◆ **Records provided**:
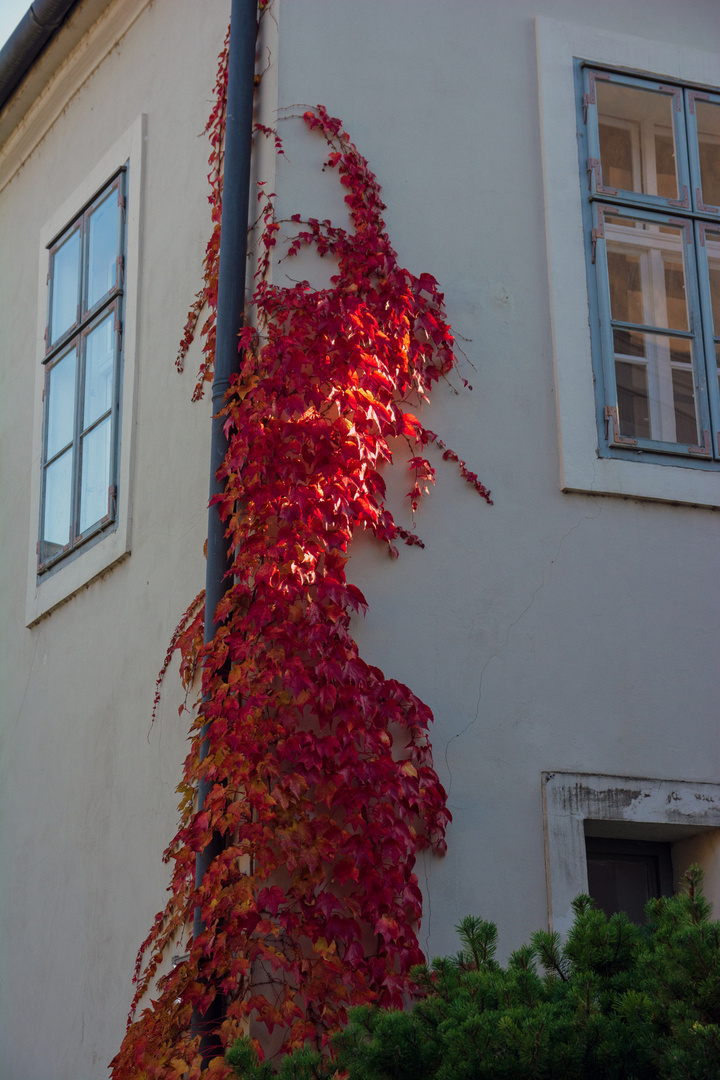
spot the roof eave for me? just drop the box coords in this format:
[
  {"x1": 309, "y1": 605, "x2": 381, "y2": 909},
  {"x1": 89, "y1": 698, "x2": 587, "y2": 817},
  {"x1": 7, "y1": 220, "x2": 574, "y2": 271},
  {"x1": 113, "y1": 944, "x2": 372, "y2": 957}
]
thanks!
[{"x1": 0, "y1": 1, "x2": 82, "y2": 113}]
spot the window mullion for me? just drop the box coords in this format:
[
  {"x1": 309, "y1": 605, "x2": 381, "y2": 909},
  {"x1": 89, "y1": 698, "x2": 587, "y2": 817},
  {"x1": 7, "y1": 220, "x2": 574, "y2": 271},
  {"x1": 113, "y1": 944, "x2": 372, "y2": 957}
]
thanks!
[
  {"x1": 591, "y1": 205, "x2": 628, "y2": 443},
  {"x1": 69, "y1": 213, "x2": 89, "y2": 549},
  {"x1": 78, "y1": 299, "x2": 120, "y2": 537},
  {"x1": 680, "y1": 220, "x2": 713, "y2": 455},
  {"x1": 694, "y1": 222, "x2": 720, "y2": 457},
  {"x1": 71, "y1": 327, "x2": 87, "y2": 548}
]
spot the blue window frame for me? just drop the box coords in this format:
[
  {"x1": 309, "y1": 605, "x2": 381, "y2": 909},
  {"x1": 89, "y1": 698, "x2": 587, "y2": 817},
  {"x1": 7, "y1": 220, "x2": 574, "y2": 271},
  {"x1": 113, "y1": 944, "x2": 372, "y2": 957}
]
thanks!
[
  {"x1": 39, "y1": 170, "x2": 126, "y2": 573},
  {"x1": 580, "y1": 66, "x2": 720, "y2": 465}
]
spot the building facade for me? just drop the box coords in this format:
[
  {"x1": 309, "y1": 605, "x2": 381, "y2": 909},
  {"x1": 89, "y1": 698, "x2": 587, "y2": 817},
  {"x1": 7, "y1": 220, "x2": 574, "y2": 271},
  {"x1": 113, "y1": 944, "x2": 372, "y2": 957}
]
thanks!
[{"x1": 1, "y1": 1, "x2": 719, "y2": 1076}]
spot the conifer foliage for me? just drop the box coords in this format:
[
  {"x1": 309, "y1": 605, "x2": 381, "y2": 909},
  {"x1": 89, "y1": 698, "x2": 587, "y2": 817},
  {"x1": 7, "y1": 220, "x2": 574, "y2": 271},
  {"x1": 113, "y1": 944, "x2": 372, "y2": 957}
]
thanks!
[
  {"x1": 111, "y1": 22, "x2": 489, "y2": 1080},
  {"x1": 229, "y1": 867, "x2": 720, "y2": 1080}
]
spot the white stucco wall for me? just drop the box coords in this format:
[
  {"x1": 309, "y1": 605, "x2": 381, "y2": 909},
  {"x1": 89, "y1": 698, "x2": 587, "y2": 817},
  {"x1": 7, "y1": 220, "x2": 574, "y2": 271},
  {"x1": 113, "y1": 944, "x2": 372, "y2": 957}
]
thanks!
[
  {"x1": 1, "y1": 1, "x2": 719, "y2": 1077},
  {"x1": 268, "y1": 0, "x2": 720, "y2": 961},
  {"x1": 0, "y1": 2, "x2": 226, "y2": 1076}
]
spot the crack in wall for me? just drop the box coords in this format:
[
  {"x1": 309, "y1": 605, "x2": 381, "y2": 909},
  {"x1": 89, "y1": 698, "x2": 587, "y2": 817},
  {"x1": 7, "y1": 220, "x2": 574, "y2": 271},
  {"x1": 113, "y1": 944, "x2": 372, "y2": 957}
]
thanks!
[{"x1": 6, "y1": 623, "x2": 44, "y2": 747}]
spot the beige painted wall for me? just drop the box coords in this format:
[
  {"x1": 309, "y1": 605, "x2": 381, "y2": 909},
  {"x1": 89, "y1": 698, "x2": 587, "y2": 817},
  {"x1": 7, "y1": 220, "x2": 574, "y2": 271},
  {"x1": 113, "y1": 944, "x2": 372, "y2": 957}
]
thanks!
[
  {"x1": 1, "y1": 1, "x2": 719, "y2": 1077},
  {"x1": 0, "y1": 1, "x2": 226, "y2": 1076},
  {"x1": 269, "y1": 0, "x2": 720, "y2": 959}
]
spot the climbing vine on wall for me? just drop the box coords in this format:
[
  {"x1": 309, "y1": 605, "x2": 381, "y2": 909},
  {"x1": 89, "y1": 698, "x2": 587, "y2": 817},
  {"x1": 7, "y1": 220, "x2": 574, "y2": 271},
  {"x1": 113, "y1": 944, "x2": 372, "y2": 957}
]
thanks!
[{"x1": 111, "y1": 26, "x2": 490, "y2": 1080}]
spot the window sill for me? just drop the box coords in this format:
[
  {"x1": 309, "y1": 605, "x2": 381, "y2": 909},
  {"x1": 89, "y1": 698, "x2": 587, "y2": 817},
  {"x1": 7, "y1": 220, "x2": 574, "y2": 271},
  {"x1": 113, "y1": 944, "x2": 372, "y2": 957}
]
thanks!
[
  {"x1": 26, "y1": 524, "x2": 131, "y2": 625},
  {"x1": 562, "y1": 446, "x2": 720, "y2": 508}
]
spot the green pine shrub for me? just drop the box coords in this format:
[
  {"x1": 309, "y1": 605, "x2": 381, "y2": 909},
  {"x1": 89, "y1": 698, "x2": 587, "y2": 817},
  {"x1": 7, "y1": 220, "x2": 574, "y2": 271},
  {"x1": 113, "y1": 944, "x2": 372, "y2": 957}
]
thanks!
[{"x1": 227, "y1": 865, "x2": 720, "y2": 1079}]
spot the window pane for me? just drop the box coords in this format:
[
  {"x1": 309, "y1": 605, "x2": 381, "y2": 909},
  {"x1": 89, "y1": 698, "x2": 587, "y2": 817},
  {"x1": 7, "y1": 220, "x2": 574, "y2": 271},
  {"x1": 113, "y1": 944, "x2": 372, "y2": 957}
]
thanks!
[
  {"x1": 596, "y1": 81, "x2": 678, "y2": 199},
  {"x1": 46, "y1": 348, "x2": 77, "y2": 459},
  {"x1": 695, "y1": 101, "x2": 720, "y2": 208},
  {"x1": 50, "y1": 229, "x2": 80, "y2": 345},
  {"x1": 615, "y1": 356, "x2": 650, "y2": 439},
  {"x1": 83, "y1": 313, "x2": 115, "y2": 428},
  {"x1": 672, "y1": 366, "x2": 698, "y2": 443},
  {"x1": 655, "y1": 133, "x2": 677, "y2": 200},
  {"x1": 607, "y1": 250, "x2": 644, "y2": 324},
  {"x1": 86, "y1": 189, "x2": 119, "y2": 310},
  {"x1": 79, "y1": 417, "x2": 111, "y2": 533},
  {"x1": 613, "y1": 329, "x2": 698, "y2": 444},
  {"x1": 42, "y1": 448, "x2": 73, "y2": 555},
  {"x1": 598, "y1": 122, "x2": 633, "y2": 190},
  {"x1": 586, "y1": 838, "x2": 673, "y2": 923},
  {"x1": 605, "y1": 217, "x2": 689, "y2": 331},
  {"x1": 586, "y1": 855, "x2": 660, "y2": 924},
  {"x1": 705, "y1": 230, "x2": 720, "y2": 331}
]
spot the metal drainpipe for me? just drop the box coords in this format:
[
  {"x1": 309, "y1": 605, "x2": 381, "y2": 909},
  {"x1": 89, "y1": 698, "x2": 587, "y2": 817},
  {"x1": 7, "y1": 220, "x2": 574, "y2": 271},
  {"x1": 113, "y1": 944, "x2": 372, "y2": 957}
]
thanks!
[{"x1": 191, "y1": 0, "x2": 258, "y2": 1066}]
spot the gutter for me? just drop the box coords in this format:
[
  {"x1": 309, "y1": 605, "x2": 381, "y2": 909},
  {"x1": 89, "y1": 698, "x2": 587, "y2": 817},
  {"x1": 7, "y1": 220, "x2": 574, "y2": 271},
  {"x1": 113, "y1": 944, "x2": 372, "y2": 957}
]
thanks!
[
  {"x1": 192, "y1": 0, "x2": 258, "y2": 1066},
  {"x1": 0, "y1": 0, "x2": 80, "y2": 111}
]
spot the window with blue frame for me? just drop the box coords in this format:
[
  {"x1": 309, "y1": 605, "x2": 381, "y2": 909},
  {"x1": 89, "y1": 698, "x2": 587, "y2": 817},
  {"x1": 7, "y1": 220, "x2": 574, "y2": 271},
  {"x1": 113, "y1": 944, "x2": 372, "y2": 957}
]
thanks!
[
  {"x1": 39, "y1": 170, "x2": 126, "y2": 573},
  {"x1": 582, "y1": 67, "x2": 720, "y2": 464}
]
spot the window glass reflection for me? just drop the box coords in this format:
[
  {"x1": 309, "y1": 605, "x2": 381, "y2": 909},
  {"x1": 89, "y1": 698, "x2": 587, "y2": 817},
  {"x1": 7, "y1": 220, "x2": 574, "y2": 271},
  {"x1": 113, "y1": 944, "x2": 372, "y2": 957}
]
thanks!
[
  {"x1": 46, "y1": 348, "x2": 76, "y2": 459},
  {"x1": 84, "y1": 314, "x2": 114, "y2": 428},
  {"x1": 613, "y1": 329, "x2": 698, "y2": 444},
  {"x1": 696, "y1": 101, "x2": 720, "y2": 208},
  {"x1": 596, "y1": 81, "x2": 678, "y2": 199},
  {"x1": 79, "y1": 418, "x2": 111, "y2": 533},
  {"x1": 86, "y1": 191, "x2": 118, "y2": 310},
  {"x1": 50, "y1": 229, "x2": 80, "y2": 345},
  {"x1": 605, "y1": 217, "x2": 688, "y2": 331},
  {"x1": 43, "y1": 449, "x2": 73, "y2": 555}
]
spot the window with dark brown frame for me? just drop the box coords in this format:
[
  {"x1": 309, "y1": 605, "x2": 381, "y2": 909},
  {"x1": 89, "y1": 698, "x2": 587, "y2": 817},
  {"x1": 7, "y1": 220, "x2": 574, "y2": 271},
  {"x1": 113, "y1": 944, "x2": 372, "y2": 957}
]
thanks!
[{"x1": 39, "y1": 169, "x2": 126, "y2": 573}]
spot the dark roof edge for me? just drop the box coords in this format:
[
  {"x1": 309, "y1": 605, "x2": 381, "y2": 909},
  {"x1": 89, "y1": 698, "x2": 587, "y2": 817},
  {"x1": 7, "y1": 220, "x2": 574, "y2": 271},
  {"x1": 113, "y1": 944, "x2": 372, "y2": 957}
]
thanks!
[{"x1": 0, "y1": 1, "x2": 81, "y2": 112}]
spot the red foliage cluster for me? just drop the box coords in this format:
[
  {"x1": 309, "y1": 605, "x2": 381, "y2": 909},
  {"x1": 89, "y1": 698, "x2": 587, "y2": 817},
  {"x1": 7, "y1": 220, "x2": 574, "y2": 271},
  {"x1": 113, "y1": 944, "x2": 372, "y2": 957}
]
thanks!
[{"x1": 111, "y1": 83, "x2": 489, "y2": 1080}]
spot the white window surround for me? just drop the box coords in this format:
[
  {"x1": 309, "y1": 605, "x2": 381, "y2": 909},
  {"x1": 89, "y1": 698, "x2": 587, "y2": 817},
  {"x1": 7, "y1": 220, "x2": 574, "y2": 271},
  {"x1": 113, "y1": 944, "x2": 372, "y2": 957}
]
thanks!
[
  {"x1": 536, "y1": 17, "x2": 720, "y2": 509},
  {"x1": 542, "y1": 771, "x2": 720, "y2": 938},
  {"x1": 26, "y1": 115, "x2": 146, "y2": 626}
]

◆ **What you need to do**:
Lines in the listing above that contain the word "blue" must be copied; leave out the rest.

◆ **Result of the exercise**:
spot the blue window frame for me? just drop the box coords in this format:
spot the window with blue frame for me? just drop the box coords in this format:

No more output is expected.